■ Materials provided
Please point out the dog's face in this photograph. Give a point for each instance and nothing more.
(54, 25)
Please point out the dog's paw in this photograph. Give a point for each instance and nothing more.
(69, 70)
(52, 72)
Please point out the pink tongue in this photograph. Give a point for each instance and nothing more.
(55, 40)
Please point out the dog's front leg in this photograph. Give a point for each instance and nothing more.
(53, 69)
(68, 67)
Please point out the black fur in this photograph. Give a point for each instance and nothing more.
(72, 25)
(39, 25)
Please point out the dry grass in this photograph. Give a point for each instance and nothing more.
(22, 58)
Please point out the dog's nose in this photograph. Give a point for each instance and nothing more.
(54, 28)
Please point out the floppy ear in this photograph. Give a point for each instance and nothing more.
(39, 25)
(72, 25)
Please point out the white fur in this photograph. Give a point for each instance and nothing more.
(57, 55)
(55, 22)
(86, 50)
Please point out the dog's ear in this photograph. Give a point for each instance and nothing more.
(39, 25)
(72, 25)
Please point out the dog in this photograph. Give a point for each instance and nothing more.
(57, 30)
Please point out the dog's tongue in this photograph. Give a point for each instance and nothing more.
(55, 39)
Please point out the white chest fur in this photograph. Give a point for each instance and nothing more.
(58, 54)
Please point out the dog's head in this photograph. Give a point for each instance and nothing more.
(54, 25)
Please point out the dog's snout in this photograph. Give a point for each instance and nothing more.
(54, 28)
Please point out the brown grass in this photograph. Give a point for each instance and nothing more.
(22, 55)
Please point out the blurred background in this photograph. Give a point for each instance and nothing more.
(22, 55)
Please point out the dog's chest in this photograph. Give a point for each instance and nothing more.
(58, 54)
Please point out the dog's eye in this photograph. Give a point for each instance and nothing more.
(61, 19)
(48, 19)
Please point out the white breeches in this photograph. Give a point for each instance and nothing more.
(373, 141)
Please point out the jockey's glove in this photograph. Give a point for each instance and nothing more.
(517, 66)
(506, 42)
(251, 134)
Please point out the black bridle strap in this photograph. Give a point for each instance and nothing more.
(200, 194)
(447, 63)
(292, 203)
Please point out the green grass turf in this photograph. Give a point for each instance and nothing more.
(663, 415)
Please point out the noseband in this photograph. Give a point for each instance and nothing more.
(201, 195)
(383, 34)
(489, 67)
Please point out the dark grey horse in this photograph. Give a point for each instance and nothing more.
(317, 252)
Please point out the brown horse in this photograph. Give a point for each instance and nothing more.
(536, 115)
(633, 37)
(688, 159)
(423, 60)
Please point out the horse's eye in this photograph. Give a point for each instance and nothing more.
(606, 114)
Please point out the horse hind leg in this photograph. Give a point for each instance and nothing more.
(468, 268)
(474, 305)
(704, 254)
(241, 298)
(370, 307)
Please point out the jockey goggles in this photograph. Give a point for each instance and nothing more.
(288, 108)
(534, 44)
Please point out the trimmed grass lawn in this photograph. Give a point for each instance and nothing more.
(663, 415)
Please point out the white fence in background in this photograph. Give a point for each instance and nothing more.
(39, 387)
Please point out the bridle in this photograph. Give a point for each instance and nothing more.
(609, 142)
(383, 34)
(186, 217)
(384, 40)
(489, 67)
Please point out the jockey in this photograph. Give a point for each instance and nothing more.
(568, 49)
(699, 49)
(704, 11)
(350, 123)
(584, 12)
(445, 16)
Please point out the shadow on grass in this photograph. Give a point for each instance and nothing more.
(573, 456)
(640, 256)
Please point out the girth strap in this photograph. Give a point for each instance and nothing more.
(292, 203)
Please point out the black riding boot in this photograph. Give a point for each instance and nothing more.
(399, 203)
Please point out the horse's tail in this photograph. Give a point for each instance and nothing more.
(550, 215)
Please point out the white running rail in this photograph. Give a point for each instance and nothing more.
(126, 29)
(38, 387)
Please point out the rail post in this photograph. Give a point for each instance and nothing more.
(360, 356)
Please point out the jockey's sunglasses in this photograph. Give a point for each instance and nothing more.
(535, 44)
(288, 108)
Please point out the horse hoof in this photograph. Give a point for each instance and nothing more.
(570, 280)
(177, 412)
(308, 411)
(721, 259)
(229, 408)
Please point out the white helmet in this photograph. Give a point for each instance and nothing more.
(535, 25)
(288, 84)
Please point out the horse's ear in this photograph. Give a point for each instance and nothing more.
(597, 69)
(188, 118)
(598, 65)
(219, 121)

■ To do
Could you quote, exactly as they appear, the line containing "Please point out the rail" and every line after it to the end of the records above?

■ Answer to the problem
Please point out the rail post in this photograph. Give a point for each instance and nothing more.
(360, 356)
Please point out the jockey's sunglasses in this photograph. Give a point for each instance and nothing more.
(535, 44)
(288, 108)
Please point out the horse hoof in this photograph. Give a point for each instance and nothing more.
(570, 280)
(177, 412)
(308, 411)
(721, 259)
(229, 408)
Please point out the white helmet in this photograph. Give a point for each instance and nothing more.
(535, 25)
(288, 84)
Please point out the horse's ear in this photograph. Give a point for each instance and nothing more.
(597, 69)
(188, 118)
(598, 65)
(219, 121)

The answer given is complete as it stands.